## Records provided
☆ ☆ ☆

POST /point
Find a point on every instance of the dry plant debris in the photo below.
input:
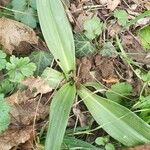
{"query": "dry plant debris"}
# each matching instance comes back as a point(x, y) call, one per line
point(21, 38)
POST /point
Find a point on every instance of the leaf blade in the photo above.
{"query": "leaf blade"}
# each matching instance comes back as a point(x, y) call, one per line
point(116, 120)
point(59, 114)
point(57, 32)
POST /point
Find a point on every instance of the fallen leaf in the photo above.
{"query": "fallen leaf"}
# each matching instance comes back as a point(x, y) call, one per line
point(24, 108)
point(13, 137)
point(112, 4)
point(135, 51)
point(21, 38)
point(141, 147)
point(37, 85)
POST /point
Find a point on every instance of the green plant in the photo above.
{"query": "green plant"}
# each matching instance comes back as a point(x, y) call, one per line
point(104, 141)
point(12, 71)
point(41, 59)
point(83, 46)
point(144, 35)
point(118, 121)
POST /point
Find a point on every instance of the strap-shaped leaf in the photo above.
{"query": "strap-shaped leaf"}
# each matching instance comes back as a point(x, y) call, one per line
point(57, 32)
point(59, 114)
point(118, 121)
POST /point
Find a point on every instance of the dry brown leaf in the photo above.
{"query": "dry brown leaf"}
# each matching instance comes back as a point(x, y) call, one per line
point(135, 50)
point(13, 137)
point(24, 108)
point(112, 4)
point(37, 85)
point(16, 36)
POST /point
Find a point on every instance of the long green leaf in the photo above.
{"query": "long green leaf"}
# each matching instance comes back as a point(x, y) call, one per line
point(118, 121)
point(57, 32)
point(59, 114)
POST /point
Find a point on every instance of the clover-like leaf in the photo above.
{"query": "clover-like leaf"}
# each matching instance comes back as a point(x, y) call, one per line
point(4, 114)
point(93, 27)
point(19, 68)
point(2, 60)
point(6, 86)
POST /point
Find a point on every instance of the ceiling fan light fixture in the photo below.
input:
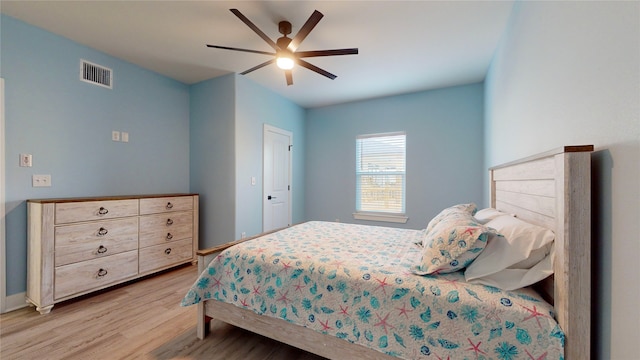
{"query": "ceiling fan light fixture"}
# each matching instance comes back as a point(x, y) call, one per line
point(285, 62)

☆ ☆ ☆

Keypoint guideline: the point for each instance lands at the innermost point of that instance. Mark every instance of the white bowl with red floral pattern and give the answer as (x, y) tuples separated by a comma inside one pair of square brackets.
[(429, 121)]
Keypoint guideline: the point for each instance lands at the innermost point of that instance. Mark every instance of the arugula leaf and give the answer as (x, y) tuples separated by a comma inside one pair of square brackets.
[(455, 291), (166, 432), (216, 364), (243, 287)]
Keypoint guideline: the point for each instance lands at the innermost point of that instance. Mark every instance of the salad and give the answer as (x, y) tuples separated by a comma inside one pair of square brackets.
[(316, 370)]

☆ ☆ ☆

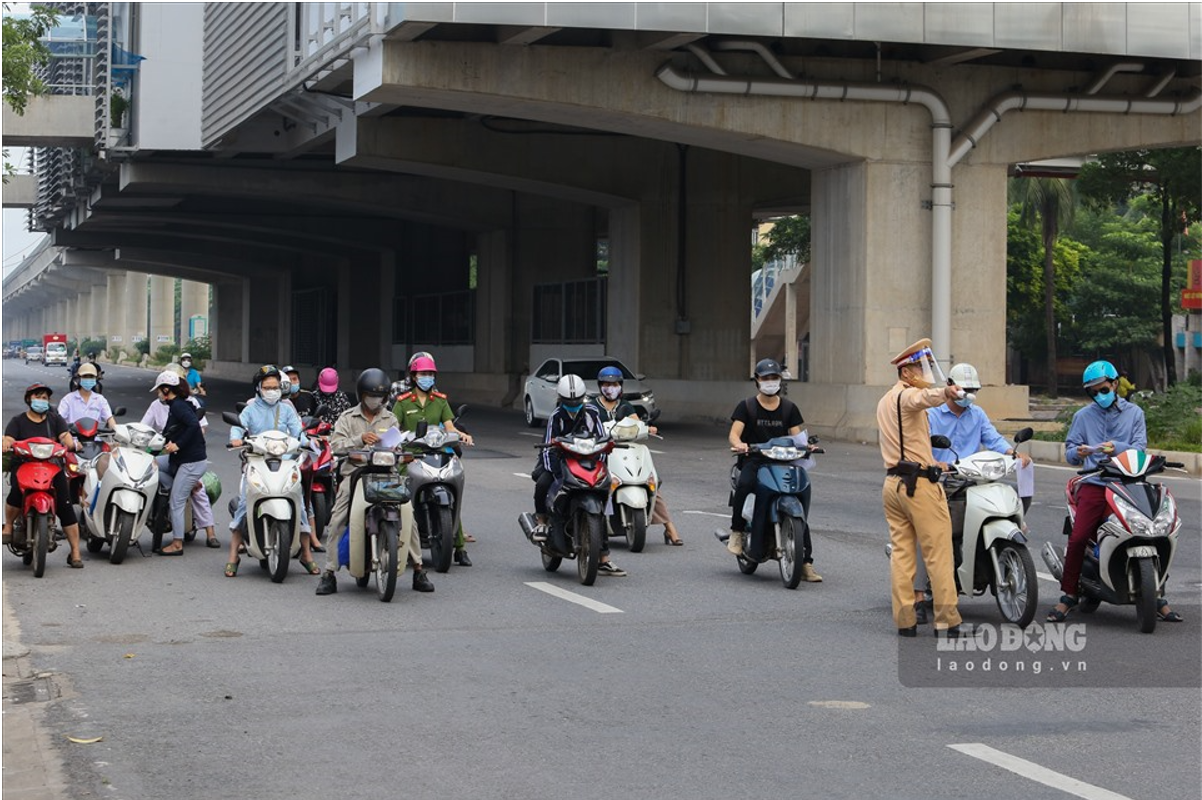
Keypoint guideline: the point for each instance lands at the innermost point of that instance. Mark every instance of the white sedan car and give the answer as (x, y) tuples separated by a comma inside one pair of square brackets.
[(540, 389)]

☆ ☆ ☆

## What this task involves
Answer with one number: how many lines of the entries above include the word "brown".

## Solution
2